* _WHAT IS EXPECTED_:
Change "one pin" to "a single pin" everywhere it occurs in the items below, and return the lines otherwise unchanged.

** start DATA EXTRACT **

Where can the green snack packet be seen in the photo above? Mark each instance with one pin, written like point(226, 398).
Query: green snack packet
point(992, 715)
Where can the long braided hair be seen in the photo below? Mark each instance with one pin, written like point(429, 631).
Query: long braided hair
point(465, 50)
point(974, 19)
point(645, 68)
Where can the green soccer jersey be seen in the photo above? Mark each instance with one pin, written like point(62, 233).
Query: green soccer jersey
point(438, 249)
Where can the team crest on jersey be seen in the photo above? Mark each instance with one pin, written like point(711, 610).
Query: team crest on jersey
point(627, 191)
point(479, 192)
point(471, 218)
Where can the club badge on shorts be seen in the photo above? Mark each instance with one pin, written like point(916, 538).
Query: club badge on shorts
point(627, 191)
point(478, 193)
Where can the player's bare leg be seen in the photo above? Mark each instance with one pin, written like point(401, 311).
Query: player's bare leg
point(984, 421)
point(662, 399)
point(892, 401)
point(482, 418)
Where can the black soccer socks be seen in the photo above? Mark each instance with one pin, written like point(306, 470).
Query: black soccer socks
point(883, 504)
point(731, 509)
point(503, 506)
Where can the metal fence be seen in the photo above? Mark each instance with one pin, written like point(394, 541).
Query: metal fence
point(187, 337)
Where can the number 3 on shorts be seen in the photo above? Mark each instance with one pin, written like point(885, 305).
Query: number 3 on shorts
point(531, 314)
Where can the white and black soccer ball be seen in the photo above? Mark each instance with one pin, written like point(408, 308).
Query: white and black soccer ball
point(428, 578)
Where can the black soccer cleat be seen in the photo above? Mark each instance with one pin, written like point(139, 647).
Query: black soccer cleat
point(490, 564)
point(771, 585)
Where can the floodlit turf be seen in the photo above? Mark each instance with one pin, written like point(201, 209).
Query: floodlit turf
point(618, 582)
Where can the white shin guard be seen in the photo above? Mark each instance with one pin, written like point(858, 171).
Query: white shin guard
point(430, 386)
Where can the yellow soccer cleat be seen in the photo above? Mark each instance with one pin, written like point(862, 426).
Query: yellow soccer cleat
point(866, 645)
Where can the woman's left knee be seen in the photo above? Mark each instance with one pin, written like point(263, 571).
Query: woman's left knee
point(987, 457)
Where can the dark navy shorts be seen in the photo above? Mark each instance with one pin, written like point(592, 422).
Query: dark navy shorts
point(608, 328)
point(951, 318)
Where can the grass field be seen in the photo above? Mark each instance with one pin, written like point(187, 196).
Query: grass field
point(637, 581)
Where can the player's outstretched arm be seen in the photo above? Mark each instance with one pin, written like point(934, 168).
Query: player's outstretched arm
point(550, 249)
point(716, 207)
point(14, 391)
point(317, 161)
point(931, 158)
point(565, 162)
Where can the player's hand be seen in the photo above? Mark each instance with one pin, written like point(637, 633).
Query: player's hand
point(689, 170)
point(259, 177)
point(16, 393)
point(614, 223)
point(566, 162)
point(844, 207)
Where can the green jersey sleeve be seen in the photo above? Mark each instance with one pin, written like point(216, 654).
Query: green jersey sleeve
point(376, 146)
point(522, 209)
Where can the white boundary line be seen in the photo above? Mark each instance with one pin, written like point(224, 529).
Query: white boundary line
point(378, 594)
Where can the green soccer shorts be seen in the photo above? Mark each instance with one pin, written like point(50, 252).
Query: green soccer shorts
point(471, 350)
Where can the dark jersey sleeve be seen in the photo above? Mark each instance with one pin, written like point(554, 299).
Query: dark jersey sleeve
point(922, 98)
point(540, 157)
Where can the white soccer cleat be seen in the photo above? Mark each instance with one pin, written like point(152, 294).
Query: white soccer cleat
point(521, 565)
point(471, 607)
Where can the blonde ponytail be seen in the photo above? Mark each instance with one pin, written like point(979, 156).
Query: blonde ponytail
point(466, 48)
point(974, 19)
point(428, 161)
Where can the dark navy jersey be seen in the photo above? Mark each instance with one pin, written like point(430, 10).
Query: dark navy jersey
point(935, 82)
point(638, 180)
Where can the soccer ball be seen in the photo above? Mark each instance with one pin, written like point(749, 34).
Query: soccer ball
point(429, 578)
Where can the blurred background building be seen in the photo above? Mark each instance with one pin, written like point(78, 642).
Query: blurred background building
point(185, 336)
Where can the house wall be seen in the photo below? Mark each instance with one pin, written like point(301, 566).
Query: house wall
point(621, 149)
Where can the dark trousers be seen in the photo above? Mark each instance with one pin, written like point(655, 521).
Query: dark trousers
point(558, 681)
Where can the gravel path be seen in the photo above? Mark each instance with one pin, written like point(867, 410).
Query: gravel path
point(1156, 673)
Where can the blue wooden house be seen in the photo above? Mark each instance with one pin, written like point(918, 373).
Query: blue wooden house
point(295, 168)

** end DATA EXTRACT **

* _EXPECTED ANSWER_:
Where can the green snack packet be seen in the photo above? Mark each instance with a single pin, written like point(226, 398).
Query: green snack packet
point(992, 715)
Where can the long braided hair be seen in the photo below? Mark each instance with a single pin, written like point(429, 631).
Query: long braided hair
point(465, 50)
point(974, 19)
point(645, 68)
Where can the green soccer jersey be seen in the photo above? Mark each instance with a single pin, written like point(62, 233).
Query: green soccer jersey
point(438, 249)
Where can the team crest on jersey be seen in the photo above? Mark each instance with a single pin, written like point(711, 610).
Query: team crest on jersey
point(627, 191)
point(479, 192)
point(471, 218)
Where can the club badge on shorts be seen in the photo above? Mark each instance with a single pin, written like point(916, 538).
Query: club badge on shorts
point(627, 191)
point(478, 193)
Where can the player's bare leg be seen in the photo above? Mark each instance with a single pin, written like point(401, 311).
Query: player's bare leg
point(984, 421)
point(662, 399)
point(892, 401)
point(482, 418)
Where can the black soccer socks be seen in the photo above? Mark each instance with a single pin, written like point(306, 470).
Query: black soccer socks
point(883, 504)
point(731, 509)
point(503, 506)
Where can the metal fence be seen in the photo above? Mark each instance with a single pin, written like point(394, 541).
Query: metal fence
point(187, 337)
Where can the number 3 on shorts be seen in the photo above? Mark each instance with a single pin, written like point(885, 305).
Query: number 3 on shorts
point(531, 314)
Where can the white and black soccer ball be seen in the photo above? Mark each instance with a single pin, written like point(408, 308).
Query: white and black soccer ball
point(428, 578)
Where can the black soccer cleat be seen in the photo above? Mark each instance with a single pin, written like point(139, 647).
Query: black soccer cleat
point(490, 564)
point(771, 585)
Where can the floodlit turf be seen in the photo above? Mark each instance with a single pin, written like point(201, 209).
Query: floodlit turf
point(618, 582)
Where can the white shin guard be seen in the photo above? Mark each instance with a single pin, written like point(858, 171).
Query: white shin guard
point(430, 386)
Where can the yellow soccer cleat be seen in the photo above? Mark each instance with a single pin, written like point(862, 426).
Query: yellow soccer cleat
point(866, 645)
Where can the woman's left knee be seen in the photo above? Mark each instance with a single pin, written like point(263, 571).
Query: woman's left knee
point(987, 457)
Where can the dark navy shorts be seen in the photo above? Mark each instance with a single pin, written like point(592, 422).
Query: dark navy shorts
point(608, 328)
point(951, 318)
Where can the grass field be seen in the photo above? Mark each instance with a single pin, written like point(187, 196).
Query: grass field
point(637, 581)
Where can the player's outstretched arm be seen in the photo above? Mark each instance with a single pin, written like point(934, 168).
Query: player's outstretched arm
point(550, 249)
point(716, 207)
point(14, 391)
point(317, 161)
point(931, 158)
point(565, 162)
Where can the player's hand be seen in the photo above? Mark each instance with a single pin, written like point(637, 633).
Query: player's hand
point(689, 170)
point(259, 177)
point(16, 393)
point(614, 223)
point(566, 162)
point(844, 207)
Where can the green jersey sleeve be seen in the photo above? Mark each instance with a single pin, written like point(216, 654).
Query: green jersey sleeve
point(376, 146)
point(522, 209)
Where can the white boundary line be seen in the photo above? Mark each instance with a single pin, written like point(224, 529).
Query: white boundary line
point(378, 594)
Where can the green soccer shorts be seen in the photo above? Mark each instance with a single pin, written like point(50, 252).
Query: green soccer shorts
point(471, 350)
Where can the dark jersey sleeve be seen in the photo above? Mark each instance with a single pin, written like point(554, 299).
Query: dark jersey sleeve
point(922, 98)
point(540, 157)
Where can the white soccer cleat be seen in the photo above? Mark each instance with a single pin, written like point(152, 294).
Query: white soccer cleat
point(521, 565)
point(471, 607)
Where can the blonde ponytail be seen in the photo above? Mark each instance with a single pin, written like point(979, 156).
Query: blonde ponytail
point(466, 48)
point(974, 19)
point(428, 161)
Where can the dark navy jersey be seen in the photo above? Mark each instance with a single pin, written like point(430, 10).
Query: dark navy jersey
point(935, 82)
point(638, 180)
Where can the soccer ball be seen in the photo above? Mark each instance with a single pin, written like point(749, 34).
Query: soccer ball
point(429, 578)
Where can the blurred background building be seen in the photo above? Mark each instance with a single pin, written like point(78, 642).
Query: blurred background building
point(185, 336)
Where can the house wall be seen in the photo below? Mark each instance with a single pin, written like point(301, 566).
Query: house wall
point(621, 149)
Where can the dark trousers be seen in the photo above? Mark each instance with a single pin, written like point(655, 521).
Query: dark trousers
point(558, 681)
Where can the gravel path be seen in the photo above? Mark each instance with a single pin, written like point(867, 410).
Query: gravel path
point(1156, 673)
Where can the blue wooden house be seen in the photo above? Mark each instance with a single pin, written like point(918, 373).
Query: blue wooden house
point(295, 168)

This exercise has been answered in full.